§ **Problem requirements**
Switch "keypoint" to "marker" in everything from the line containing "the yellow curtain." down to the end of the listing, and write out only those lines again with nothing else changed.

====== Entries

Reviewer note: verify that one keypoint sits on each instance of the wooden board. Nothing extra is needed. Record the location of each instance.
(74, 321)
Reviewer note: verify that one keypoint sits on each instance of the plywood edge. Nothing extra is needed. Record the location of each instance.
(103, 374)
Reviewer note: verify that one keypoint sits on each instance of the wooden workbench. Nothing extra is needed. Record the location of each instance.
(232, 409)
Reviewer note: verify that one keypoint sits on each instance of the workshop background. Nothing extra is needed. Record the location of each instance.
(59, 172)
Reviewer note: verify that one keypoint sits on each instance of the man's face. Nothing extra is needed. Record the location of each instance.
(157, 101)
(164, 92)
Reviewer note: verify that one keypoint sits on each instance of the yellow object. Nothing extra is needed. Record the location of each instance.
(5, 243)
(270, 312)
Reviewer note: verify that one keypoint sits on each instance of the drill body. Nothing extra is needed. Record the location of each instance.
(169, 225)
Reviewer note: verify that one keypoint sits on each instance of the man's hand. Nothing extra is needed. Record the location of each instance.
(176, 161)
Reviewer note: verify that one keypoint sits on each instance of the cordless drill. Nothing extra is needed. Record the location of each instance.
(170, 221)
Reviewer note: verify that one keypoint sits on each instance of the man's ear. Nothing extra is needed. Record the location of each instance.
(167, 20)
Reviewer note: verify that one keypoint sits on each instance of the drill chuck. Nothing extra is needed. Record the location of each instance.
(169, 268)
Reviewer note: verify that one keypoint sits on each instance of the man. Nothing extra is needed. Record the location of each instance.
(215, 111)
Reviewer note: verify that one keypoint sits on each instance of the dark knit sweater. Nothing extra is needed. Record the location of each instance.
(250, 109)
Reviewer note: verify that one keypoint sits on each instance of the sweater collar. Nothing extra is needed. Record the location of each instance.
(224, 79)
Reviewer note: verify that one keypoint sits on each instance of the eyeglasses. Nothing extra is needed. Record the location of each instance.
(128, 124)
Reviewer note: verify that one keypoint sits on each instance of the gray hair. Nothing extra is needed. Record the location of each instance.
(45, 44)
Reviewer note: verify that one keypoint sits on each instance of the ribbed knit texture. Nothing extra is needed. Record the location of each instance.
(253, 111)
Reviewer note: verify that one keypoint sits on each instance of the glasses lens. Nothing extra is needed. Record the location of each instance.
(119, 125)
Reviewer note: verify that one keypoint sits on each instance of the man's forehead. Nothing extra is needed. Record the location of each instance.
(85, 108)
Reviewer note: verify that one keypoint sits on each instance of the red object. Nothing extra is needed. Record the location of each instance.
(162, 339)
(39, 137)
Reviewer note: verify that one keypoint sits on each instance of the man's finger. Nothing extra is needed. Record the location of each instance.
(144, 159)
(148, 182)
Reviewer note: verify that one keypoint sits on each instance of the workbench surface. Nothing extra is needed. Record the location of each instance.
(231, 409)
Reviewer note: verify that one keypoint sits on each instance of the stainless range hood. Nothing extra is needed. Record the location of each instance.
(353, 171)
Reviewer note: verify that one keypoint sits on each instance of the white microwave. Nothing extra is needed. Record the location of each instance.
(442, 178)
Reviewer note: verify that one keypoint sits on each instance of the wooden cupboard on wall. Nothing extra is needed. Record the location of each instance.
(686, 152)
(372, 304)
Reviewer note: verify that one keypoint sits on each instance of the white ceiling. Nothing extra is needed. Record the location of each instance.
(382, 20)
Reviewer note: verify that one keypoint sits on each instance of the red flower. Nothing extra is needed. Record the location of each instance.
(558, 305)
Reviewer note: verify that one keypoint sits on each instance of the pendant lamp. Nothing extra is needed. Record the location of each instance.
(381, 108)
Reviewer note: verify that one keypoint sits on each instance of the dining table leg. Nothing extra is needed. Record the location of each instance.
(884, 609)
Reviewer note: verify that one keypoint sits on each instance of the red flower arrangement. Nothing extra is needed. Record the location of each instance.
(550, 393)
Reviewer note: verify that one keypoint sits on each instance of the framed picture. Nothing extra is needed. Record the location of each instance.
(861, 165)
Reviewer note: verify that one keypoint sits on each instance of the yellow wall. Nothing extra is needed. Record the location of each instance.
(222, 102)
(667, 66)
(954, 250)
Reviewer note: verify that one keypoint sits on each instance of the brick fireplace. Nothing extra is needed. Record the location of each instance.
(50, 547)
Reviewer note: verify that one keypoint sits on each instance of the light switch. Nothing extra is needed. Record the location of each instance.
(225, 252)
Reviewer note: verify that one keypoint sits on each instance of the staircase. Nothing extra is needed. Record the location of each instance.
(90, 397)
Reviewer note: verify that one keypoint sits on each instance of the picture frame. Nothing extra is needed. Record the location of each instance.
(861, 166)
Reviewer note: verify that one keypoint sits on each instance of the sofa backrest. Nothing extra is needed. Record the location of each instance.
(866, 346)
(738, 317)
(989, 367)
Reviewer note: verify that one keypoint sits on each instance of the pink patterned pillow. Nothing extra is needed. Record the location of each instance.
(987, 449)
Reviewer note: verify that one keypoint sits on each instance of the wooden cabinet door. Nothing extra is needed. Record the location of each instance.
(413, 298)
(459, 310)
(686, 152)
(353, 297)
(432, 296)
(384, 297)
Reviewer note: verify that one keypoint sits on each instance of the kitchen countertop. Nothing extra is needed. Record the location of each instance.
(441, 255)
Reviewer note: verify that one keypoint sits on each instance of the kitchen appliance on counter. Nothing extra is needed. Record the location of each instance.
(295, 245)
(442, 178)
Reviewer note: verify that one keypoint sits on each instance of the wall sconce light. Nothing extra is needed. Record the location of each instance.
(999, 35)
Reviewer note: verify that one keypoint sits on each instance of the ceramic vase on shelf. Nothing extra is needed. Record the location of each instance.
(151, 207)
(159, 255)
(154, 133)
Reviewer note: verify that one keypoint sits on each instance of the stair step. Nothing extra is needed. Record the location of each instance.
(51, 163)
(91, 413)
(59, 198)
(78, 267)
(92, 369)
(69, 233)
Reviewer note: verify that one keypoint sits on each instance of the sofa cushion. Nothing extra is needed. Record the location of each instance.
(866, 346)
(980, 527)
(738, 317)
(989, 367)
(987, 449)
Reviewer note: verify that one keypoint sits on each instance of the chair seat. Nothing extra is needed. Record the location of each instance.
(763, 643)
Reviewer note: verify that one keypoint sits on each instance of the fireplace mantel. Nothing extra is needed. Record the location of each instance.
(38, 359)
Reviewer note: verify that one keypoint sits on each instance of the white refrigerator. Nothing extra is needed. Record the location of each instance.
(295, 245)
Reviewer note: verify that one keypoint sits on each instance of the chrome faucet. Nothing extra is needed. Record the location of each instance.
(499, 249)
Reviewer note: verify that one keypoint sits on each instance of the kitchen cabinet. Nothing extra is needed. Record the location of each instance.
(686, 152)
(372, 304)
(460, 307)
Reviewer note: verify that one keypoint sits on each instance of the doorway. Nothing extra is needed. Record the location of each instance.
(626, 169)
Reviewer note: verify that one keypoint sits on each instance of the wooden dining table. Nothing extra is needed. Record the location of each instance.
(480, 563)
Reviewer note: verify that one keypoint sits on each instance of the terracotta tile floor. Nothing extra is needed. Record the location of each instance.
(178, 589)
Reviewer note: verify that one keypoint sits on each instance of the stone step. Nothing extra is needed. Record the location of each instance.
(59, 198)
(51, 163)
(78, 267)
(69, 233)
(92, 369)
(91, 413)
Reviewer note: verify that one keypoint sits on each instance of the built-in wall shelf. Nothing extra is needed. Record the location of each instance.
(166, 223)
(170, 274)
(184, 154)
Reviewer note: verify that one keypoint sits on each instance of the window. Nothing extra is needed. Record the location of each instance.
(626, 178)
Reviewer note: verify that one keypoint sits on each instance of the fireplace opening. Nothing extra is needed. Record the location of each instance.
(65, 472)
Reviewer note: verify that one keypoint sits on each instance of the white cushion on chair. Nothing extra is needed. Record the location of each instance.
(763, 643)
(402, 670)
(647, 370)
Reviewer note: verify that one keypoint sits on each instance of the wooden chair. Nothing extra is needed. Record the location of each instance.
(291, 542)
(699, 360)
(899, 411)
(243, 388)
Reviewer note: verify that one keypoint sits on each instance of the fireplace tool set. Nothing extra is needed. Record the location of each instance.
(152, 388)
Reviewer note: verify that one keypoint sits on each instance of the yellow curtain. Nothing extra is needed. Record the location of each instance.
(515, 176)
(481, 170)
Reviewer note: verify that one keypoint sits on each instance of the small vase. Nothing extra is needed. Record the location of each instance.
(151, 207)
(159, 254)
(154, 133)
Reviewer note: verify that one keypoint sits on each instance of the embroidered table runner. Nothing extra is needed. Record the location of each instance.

============

§ **Exercise output**
Reviewer note: verify that one marker sits on each instance of the yellow curtain. Nothing extra is needed. Record the location of each instance.
(515, 176)
(481, 170)
Reviewer note: verify that one marker sits on each instance of the small vase. Nothing extra is needed. Record the location of each instance.
(151, 207)
(159, 254)
(154, 133)
Reviewer note: verify that one marker sits on each instance of the embroidered table runner. Nothing extra is needed. Record the location of each instance.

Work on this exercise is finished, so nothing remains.